| Text under study |
The war in Ukraine and resulting sanctions on Russia made the situation even worse by sending prices surging for oil and key food exports like wheat and corn, which is making it more expensive for regular people to fill up their cars, heat their homes and buy groceries.

How do we fix inflation?

Enter the Federal Reserve. One of its main jobs is to keep prices stable, which it can do by raising or lowering interest rates. Most recently, the Fed increased the benchmark rate by a half percentage point, the biggest hike since 2000. Although inflation declined slightly in April from the prior month, it’s still extremely elevated and the Fed will almost certainly raise interest rates several more times this year. This is prompting fears of an economic slowdown, which is sometimes an unintended consequence of higher rates.

Why is Gen Z suffering the most from rising prices?

| Explore the material |
1. Answer from the inflation article:
(a) Which key food exports does it say saw prices surge?
(b) By how much did the Fed most recently raise the benchmark rate?
(c) How did inflation change in April compared with the prior month?
2. Carry the inflation article forward from its final heading, answering the question that heading poses.

| Dataset extract |
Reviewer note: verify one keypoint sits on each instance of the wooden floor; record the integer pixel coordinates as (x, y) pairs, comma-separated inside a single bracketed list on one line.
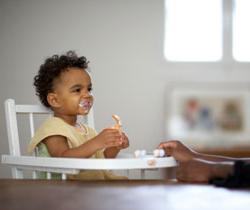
[(118, 195)]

| Responses per task |
1.
(a) Wheat and corn.
(b) By a half percentage point.
(c) It declined slightly.

2.
Younger people usually have less savings and make a lower salary than their older peers, making it even more difficult for them when everyday necessities like gas and groceries suddenly cost more. Plus, many are struggling under debt from college, with 34% of adults aged 18 to 29 holding student loans, according to the Education Data Initiative. And wages haven’t kept up with inflation, rising just 4.7% in the first quarter from a year earlier.

Gen Zers are also finding that a larger portion of their hard-earned paychecks is going toward housing costs. Rents have surged almost twice as fast so far in 2022 than the year prior, particularly in major metropolitan areas like New York City, where they jumped by 38% in April to a median monthly cost of $3,420 for a one-bedroom apartment, according to Zumper.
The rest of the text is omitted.